• Image-grounded pointing data:

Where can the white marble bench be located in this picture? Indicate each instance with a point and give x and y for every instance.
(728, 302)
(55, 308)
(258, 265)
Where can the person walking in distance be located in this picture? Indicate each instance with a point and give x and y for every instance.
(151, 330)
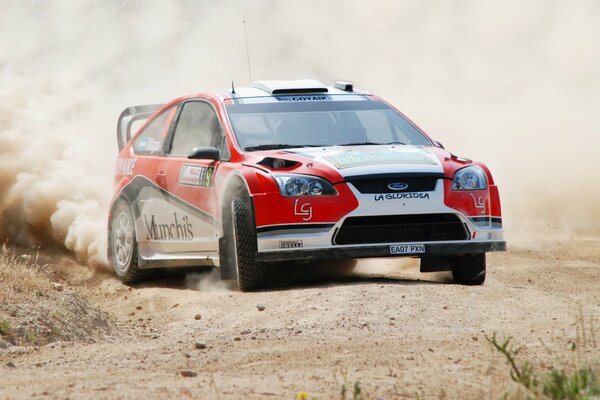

• Work to complete: With the pictures omitted, the records above are to be repeated exactly.

• Solution for this task:
Where can the white marble bench be located in this picture? Indicate each instance with a point and give x and y for every instance.
(728, 302)
(55, 308)
(258, 265)
Where can the person walking in distance be located in this picture? Indicate each instance with a point and give x and y for every instance.
(151, 330)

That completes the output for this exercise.